Reproduce every line of the listing below word for word, changing nothing.

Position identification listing

__________________________________________________

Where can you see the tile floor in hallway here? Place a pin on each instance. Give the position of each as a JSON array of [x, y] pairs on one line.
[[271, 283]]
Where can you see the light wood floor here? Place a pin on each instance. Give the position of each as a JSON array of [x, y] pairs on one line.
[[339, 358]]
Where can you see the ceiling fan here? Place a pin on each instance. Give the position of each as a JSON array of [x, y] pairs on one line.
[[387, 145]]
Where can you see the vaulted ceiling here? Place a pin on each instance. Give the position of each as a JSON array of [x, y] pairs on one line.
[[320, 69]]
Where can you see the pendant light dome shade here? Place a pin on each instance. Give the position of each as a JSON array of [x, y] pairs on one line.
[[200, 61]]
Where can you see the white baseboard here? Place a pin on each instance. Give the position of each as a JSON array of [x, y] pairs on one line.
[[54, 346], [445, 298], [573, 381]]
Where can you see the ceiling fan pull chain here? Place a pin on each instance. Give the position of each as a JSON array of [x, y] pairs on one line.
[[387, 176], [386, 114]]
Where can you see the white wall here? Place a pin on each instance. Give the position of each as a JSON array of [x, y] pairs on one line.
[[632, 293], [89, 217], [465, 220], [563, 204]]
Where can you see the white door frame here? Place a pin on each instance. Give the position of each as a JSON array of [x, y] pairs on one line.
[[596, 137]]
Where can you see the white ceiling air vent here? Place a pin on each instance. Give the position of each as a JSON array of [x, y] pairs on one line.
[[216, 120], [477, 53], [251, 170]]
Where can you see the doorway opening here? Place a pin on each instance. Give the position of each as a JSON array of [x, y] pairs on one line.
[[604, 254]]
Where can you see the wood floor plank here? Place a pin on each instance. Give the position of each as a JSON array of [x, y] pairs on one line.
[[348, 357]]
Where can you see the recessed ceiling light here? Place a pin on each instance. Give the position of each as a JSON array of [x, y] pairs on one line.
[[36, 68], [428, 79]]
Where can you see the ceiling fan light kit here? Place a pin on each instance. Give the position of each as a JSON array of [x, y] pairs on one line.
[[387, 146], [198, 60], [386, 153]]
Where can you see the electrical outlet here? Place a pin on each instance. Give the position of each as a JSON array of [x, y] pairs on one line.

__________________________________________________

-- Worked answer --
Where can you see the tile floor in hallway here? Place a pin on each instance. Give the position of each as a JSON array of [x, y] pairs on one line.
[[271, 283]]
Where can you see the light wood floor here? Place a pin on each instance. Give the position of each as a JSON array of [x, y] pairs on one line.
[[339, 358]]
Where can you see the ceiling fan here? Place a pin on each instance. Give the position of each as a JSON array of [x, y] pairs on one line.
[[387, 145]]
Where can you see the vaulted ceiling here? Place a pin on each instance. Give the position of each as a JSON array of [x, y] pairs on one line.
[[320, 69]]
Where can you see the pendant light dome shade here? Place a pin on each instance. Give the position of each as a JSON array of [x, y] pairs on one line.
[[200, 61]]
Where can you see the white baseboard here? Place a pin on each instance. Give the position of each as a JSON array of [x, y] pairs on one line.
[[54, 346], [445, 298], [573, 381]]
Where can you see the ceiling fan pull chain here? Place a pin on each instance. Give the position of each as a JSON array of [x, y] pairs on one line.
[[387, 176], [386, 114]]
Where can you see the white wall here? Place a pin on each instance. Give the position of each as a JSON array of [x, y] pairs on one line.
[[632, 293], [89, 217], [465, 220], [563, 204]]
Where can you see the white door frame here? Place a pin on each instance. Give the position of each as a JSON array of [x, y] pairs on one line.
[[596, 137]]
Where can you see the white ceiling air vent here? Place a pin on each instance. Give the position of each as a JSON array of [x, y] pairs on one line.
[[216, 120], [477, 53], [251, 170]]
Where can you see the doorway opening here? Place a pin on each instance. Give the position of each as a JSON array of [x, y] pairs on one line.
[[604, 254]]
Where can you see the wood floor plank here? Place a pin on each instance. Give the position of each as a JSON array of [x, y] pairs on one line.
[[348, 357]]
Where can you see the recessed ceiling light here? Place a pin on each instance. Give the position of each as a JSON array of [x, y] pairs on one line.
[[36, 68], [428, 79]]
Where can you see the ceiling fan light kit here? Place a pin on each instance. Give the position of each as a JSON array of [x, y] pairs on one line.
[[387, 146], [198, 60], [386, 153]]
Where can you see the electrical outlet here? Place a pin on each instance. Give the position of each as a JSON array of [x, y] pairs on one line.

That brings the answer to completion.